In the announcement of the 2014 Roy Reed Lecture, in which years was Peter Applebome the Times bureau chief in Atlanta?

## Given passage
****************************************
New York Times Editor to Present Annual Roy Reed Lecture
FAYETTEVILLE, Ark. – Peter Applebome, New York Times deputy national editor, will be the 2014 Roy Reed Lecturer. He will speak at 7 p.m. Wednesday, April 9, at the Janelle Y. Hembree Alumni House. The lecture is free and open to the public.
Applebome started with the Times as a correspondent and then bureau chief of the Houston bureau from 1987-89. He went from there to Atlanta, where he was bureau chief from 1989 to 1994. He was the chief education correspondent from October 1994 through January 1998 and then was a correspondent on the culture desk. In September 1999, he became assistant metropolitan editor and worked as an editor for four years before taking over the "Our Towns" column in 2004.
Applebome is the author of Dixie Rising: How the South is Shaping American Values, Politics and Culture, published by Times Books in 1996 and Scout's Honor: A Father's Unlikely Foray into the Woods, published by Harcourt in 2003.
Applebome has also taught journalism at Princeton and Vanderbilt University.
****************************************
## Stored records
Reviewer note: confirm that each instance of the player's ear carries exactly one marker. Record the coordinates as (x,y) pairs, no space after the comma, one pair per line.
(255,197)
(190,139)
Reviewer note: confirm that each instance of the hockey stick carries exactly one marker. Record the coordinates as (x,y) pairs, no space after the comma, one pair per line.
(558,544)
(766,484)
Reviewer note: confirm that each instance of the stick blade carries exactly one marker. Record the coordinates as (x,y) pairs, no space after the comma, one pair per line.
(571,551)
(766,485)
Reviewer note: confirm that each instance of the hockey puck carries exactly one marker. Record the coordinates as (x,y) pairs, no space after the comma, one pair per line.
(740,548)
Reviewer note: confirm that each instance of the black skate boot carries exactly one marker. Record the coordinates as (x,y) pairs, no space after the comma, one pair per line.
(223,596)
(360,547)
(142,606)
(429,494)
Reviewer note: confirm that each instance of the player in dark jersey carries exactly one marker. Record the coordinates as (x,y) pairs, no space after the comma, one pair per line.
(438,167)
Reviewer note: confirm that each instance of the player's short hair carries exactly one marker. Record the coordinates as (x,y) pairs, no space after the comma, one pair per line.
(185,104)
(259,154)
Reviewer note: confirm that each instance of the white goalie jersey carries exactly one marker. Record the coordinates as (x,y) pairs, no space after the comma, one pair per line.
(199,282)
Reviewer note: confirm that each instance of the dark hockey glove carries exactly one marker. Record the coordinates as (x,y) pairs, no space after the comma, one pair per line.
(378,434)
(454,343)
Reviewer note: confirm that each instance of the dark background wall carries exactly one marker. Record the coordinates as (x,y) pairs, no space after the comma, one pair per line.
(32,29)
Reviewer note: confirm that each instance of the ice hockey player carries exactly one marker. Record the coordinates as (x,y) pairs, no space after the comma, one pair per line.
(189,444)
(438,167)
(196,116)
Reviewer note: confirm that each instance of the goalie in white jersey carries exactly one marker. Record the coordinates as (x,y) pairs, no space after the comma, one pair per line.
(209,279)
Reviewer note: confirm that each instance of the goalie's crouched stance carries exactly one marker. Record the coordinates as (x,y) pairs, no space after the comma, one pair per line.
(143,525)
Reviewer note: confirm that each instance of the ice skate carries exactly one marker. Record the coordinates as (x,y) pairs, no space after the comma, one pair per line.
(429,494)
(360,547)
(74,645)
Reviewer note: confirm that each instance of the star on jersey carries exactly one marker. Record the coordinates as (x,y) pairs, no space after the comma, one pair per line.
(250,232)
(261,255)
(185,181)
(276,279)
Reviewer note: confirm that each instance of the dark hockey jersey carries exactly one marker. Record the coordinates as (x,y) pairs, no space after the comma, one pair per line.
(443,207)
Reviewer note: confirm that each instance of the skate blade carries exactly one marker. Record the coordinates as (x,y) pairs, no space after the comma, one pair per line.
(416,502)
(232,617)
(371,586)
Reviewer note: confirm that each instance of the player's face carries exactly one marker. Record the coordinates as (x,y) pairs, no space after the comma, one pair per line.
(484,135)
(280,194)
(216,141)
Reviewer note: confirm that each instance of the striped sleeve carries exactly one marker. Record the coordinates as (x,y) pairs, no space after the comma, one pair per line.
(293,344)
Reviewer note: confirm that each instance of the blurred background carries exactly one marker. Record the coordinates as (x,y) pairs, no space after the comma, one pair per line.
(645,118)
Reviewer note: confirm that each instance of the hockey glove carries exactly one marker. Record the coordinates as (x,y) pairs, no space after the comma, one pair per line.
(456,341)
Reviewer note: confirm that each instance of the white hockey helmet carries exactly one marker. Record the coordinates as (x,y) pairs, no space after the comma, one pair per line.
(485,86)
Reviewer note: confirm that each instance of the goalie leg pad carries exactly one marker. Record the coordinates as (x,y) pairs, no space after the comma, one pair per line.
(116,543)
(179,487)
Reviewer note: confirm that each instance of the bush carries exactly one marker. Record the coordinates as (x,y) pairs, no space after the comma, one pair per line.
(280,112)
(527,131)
****************************************
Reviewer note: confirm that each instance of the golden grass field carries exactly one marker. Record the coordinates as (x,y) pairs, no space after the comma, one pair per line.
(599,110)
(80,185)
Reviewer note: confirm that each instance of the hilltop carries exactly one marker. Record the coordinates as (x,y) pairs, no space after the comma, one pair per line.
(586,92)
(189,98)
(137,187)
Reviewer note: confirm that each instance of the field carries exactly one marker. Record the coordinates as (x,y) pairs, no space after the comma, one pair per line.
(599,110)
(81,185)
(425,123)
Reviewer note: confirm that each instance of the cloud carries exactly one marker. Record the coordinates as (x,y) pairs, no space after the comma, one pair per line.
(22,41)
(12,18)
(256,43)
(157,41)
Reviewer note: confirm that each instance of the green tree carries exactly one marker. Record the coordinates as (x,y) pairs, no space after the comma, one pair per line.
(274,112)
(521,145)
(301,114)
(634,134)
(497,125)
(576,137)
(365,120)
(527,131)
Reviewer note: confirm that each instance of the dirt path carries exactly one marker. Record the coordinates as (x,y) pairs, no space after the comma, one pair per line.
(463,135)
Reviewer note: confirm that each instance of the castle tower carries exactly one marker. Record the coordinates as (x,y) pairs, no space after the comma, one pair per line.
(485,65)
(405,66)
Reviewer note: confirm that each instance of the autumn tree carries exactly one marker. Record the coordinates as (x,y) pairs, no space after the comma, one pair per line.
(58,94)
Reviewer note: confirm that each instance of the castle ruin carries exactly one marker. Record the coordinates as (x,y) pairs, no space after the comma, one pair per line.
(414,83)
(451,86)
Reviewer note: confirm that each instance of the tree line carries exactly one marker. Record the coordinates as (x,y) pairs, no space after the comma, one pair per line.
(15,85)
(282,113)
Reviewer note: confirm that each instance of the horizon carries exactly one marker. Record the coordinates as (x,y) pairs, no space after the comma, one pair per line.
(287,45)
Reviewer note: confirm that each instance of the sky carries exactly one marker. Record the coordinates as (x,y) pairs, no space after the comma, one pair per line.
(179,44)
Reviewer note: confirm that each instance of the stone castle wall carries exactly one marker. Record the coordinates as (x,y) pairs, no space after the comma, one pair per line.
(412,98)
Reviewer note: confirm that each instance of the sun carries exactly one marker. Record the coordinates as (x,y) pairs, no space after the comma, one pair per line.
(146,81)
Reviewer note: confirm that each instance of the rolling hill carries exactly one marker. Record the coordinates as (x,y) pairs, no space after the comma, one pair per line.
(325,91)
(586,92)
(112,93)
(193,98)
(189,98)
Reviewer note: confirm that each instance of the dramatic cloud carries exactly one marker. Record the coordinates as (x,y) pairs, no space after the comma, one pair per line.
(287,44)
****************************************
## Solved exercise
From 1989 to 1994.